From the records below, copy out each line that has the word "rear".

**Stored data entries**

□ □ □ □ □ □ □

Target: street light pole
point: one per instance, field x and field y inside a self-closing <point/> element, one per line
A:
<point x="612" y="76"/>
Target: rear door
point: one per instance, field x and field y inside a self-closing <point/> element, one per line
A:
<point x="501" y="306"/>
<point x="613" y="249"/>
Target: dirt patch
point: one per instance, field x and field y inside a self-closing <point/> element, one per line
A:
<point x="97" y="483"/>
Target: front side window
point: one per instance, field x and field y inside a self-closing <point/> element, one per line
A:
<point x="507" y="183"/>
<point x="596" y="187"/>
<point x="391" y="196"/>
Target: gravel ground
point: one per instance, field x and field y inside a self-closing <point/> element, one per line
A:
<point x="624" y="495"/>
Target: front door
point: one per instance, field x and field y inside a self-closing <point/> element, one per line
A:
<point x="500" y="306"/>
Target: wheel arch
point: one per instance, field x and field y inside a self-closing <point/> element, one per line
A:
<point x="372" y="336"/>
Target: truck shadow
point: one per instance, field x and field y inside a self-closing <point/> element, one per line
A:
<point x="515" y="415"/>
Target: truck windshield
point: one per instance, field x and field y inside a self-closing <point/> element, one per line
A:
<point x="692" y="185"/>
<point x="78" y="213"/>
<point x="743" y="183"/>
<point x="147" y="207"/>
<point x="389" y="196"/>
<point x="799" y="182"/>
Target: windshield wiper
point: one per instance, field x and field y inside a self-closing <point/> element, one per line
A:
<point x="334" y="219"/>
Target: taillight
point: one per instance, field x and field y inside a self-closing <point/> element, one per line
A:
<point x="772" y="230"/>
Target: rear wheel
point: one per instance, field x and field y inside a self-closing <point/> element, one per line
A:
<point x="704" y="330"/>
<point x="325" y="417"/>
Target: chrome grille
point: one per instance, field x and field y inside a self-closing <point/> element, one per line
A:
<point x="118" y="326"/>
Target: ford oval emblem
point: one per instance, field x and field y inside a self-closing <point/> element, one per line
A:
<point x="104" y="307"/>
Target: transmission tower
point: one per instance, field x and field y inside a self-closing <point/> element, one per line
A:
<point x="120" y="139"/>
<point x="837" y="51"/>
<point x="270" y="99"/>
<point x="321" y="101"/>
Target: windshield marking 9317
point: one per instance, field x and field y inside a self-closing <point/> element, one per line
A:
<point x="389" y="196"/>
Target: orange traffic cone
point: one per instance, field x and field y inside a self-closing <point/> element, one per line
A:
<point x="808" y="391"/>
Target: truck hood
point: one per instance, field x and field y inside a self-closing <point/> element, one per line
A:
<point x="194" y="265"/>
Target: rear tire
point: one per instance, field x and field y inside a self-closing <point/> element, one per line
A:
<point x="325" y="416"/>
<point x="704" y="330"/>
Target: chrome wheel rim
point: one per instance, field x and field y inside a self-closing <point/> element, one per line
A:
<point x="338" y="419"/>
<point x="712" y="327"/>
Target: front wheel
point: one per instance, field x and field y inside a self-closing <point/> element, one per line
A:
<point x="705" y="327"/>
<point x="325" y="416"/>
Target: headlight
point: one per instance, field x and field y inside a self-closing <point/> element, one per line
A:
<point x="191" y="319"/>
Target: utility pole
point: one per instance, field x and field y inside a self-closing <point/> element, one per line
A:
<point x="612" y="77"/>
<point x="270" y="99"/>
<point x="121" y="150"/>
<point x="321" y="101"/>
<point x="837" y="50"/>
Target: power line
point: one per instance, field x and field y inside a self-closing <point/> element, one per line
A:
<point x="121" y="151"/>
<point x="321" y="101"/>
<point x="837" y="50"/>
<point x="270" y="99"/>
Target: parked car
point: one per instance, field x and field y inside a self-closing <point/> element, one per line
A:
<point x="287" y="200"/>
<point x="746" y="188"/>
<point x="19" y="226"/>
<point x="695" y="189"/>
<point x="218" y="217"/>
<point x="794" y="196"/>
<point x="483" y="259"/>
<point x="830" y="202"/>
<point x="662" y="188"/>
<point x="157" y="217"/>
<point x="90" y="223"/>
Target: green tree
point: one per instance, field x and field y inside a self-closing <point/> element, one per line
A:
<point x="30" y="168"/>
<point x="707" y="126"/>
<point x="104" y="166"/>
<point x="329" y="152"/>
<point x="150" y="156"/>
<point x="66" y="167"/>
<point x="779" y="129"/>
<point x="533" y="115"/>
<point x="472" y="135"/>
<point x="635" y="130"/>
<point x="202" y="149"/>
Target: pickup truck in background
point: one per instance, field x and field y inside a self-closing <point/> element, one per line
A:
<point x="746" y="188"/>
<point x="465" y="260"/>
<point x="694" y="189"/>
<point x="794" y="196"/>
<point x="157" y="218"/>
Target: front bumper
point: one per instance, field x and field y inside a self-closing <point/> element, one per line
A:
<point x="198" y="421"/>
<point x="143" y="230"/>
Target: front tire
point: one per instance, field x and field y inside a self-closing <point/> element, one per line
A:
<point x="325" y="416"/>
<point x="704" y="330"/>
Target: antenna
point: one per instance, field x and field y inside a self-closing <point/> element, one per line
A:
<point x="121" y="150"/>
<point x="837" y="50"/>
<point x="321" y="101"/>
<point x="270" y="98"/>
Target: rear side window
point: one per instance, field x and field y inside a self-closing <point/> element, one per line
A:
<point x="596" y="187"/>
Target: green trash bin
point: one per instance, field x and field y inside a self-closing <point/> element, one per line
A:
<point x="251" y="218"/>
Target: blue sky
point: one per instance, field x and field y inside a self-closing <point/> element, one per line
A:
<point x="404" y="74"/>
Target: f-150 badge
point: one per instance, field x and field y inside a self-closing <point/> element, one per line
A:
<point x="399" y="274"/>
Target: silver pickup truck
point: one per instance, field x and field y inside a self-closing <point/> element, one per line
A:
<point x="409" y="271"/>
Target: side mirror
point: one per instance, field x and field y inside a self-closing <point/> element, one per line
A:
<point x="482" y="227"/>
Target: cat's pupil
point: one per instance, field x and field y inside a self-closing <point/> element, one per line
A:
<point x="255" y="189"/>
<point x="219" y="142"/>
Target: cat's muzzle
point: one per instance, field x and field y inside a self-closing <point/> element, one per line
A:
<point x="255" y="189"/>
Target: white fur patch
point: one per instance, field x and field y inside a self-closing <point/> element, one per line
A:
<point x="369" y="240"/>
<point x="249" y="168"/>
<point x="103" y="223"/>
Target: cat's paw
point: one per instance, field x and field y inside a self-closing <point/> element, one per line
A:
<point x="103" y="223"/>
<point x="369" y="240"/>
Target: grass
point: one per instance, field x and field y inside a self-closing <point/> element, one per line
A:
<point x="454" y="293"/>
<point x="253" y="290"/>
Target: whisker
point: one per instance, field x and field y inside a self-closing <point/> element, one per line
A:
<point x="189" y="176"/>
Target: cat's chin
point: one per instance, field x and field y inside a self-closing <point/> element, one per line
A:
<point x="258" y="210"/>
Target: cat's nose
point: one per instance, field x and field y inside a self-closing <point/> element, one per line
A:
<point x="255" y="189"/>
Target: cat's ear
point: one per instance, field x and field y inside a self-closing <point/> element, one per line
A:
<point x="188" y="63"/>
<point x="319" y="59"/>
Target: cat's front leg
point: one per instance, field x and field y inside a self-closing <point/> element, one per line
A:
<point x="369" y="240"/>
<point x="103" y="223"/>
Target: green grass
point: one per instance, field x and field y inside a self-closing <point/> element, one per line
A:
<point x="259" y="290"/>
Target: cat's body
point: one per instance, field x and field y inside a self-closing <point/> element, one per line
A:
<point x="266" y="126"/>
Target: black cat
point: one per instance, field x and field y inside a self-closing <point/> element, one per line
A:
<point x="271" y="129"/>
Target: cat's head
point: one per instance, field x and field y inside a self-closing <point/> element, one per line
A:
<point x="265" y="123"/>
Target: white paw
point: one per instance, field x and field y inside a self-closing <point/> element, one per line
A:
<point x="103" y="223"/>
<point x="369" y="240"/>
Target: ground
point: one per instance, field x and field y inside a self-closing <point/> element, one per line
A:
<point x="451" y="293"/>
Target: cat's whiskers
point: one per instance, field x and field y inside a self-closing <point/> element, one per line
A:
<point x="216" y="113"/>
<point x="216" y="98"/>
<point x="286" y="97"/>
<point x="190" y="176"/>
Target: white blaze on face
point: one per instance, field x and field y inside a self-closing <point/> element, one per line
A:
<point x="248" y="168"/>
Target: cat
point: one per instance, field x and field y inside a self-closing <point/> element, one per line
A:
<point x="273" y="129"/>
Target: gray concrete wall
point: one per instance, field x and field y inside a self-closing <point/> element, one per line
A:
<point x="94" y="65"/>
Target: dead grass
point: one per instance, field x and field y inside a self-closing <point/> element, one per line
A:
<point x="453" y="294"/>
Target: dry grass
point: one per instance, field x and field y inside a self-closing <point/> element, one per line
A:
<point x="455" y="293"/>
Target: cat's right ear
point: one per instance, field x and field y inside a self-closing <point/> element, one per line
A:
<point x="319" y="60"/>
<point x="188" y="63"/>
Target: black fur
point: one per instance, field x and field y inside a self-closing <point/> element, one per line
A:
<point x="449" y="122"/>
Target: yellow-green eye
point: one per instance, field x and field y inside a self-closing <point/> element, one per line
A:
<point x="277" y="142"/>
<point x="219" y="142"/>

□ □ □ □ □ □ □

**Solution to this problem**
Target: rear door
Target: rear wheel
Target: rear tire
Target: rear side window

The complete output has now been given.